#### Problem set:
1 - Using the Escobar syndrome case report, say whether each statement agrees with it. Answer yes or no for each, and quote the deciding words. (a) The patient was a 2-year-old girl weighing 10.5 kg. (b) The electrocardiography showed abnormalities. (c) The patient was assigned as ASA III.
2 - In the Escobar syndrome case report, what was the child's blood pressure at the preoperative evaluation?
3 - Quote the Escobar syndrome case report between "Academic Editor: Piotr" and "is properly cited.", inclusive.
======== Document extract ========
Anesthesic Management for Escobar Syndrome: Case Report

1Department of Anesthesiology and Reanimation, Faculty of Medicine, Gazi University, 06500 Ankara, Turkey
2Department of Ophthalmology, Faculty of Medicine, Gazi University, 06500 Ankara, Turkey

Received 22 December 2010; Revised 31 January 2011; Accepted 4 February 2011

Academic Editor: Piotr K. Janicki

Copyright © 2011 Ayse Hande Arpaci et al. This is an open access article distributed under the Creative Commons Attribution License, which permits unrestricted use, distribution, and reproduction in any medium, provided the original work is properly cited.


Escobar syndrome is a rare autosomal recessive disorder which is characterized by growth retardation, axillary, antecubital, popliteal digital, and intercrural joint flexion contracture, pterygium in the eyes, cleft palate, decreased lung capacity, genital abnormalities, and spinal deformity. In this case, we presented the anesthesic management of a 2-year-old child undergoing frontal sling operation for ptosis and amblyopia etiology exploration.

1. Introduction

Escobar syndrome is a rare autosomal recessive disorder which is also called “multiple pterygium syndrome” characterized by growth retardation, axillary, antecubital, popliteal digital and intercrural joint flexion contracture, pterygium in the eyes, cleft palate, decreased lung capacity, genital abnormalities, and spinal deformity [16]. Intrauterine deaths, congenital respiratory system diseases, short stature, lowset ears, low hairline, arachnodactyly, and cryptorchidism are seen [7]. An operation may be needed in Escobar syndrome for cleft palate, bands between maxilla and mandibula, adhesion of palate to tonsilla, syndactyly, scoliosis, pes equinovarus, genital abnormalities, umbilical or inguinal hernia, and congenital hip dislocation [8].

In this case study, a child diagnosed with Escobar syndrome was presented for anesthesic management undergoing frontal sling operation for ptosis and amblyopia etiology exploration.

2. Case

A 2-year-old girl weighing 10.5 kg and 80 cm tall was admitted to an ophthalmology clinic for ptosis (Figure 1). The examination revealed amblyopia, and the child was consulted to anesthesia clinic for preoperative evaluation for frontal sling operation.

Figure 1: Preoperative photograph of child with ptosis and amblyopia in right eye.

The patient had bilateral hypertrophic tonsilla, postnasal mucoid discharge, ptosis in right eye, flexion contracture of right knee, and neck flexion stiffness. Microbial analysis of throat was normal. In posteroanterior chest X-ray cardiothoracic ratio was increased, local eventration of right hemidiaphragm, mediastinal expansion due to enlarged thymus was revealed. The electrocardiography was found normal, and the child was consulted to cardiology department for cardiomegaly. Elective echocardiography was planned, and cardiology reported no additional risk factor for anesthesia. Routine laboratory test results were normal. In preoperative evaluation heart rate was 120 bpm, respiratory rate was 24 breaths/min, and blood pressure was 95/60 mmHg. The patient was assigned as ASA II and scheduled for operation under general anesthesia.
======== Given entries ========
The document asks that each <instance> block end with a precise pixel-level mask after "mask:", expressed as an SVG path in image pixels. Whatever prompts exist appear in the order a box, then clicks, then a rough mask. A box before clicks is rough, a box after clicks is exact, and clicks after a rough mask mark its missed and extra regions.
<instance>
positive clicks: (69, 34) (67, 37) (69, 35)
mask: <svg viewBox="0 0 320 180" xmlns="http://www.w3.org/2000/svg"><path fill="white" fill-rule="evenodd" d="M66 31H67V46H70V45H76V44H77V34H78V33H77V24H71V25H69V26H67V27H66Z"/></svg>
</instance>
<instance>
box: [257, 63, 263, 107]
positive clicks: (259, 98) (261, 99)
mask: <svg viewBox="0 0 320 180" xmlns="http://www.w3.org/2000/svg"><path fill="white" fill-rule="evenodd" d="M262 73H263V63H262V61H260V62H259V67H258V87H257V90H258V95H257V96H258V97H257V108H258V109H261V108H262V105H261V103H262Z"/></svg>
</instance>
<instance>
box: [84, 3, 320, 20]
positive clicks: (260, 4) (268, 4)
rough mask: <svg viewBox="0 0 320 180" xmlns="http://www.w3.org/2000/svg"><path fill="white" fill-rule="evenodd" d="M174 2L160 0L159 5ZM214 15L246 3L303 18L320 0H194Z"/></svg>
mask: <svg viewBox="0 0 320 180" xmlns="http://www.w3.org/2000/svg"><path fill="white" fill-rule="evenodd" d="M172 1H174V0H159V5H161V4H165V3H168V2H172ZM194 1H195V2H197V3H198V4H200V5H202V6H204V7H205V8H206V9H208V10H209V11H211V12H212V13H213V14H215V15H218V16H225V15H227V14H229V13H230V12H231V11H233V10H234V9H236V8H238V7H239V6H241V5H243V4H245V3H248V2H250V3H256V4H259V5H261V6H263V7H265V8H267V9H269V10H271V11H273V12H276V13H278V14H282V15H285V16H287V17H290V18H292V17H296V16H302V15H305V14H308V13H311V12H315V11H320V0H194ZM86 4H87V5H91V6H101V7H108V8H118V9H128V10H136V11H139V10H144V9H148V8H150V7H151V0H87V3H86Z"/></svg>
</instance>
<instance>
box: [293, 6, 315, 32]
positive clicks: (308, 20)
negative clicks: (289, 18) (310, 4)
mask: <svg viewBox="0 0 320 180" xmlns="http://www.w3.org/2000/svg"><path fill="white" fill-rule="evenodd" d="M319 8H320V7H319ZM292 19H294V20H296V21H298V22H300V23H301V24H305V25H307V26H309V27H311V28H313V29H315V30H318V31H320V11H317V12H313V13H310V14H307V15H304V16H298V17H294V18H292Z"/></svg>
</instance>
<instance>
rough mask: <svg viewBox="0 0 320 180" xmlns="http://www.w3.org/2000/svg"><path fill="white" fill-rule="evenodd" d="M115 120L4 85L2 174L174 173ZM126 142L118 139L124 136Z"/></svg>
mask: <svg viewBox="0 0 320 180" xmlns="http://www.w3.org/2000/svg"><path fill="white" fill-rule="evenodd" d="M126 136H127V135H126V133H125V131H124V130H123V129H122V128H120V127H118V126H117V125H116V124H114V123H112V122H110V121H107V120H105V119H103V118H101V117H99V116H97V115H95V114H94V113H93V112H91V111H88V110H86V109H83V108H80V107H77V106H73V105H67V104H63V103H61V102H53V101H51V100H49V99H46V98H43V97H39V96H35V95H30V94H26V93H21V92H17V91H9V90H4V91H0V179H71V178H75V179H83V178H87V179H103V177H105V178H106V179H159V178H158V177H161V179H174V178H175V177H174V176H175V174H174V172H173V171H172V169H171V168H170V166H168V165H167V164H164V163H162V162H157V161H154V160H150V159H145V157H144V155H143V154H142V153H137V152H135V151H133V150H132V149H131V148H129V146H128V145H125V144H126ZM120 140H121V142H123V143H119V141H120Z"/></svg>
========
#### Answers for the exercise:
1 -
(a) Yes: "A 2-year-old girl weighing 10.5 kg and 80 cm tall"
(b) No: "The electrocardiography was found normal"
(c) No: "The patient was assigned as ASA II"

2 - 95/60 mmHg.

3 -
Academic Editor: Piotr K. Janicki

Copyright © 2011 Ayse Hande Arpaci et al. This is an open access article distributed under the Creative Commons Attribution License, which permits unrestricted use, distribution, and reproduction in any medium, provided the original work is properly cited.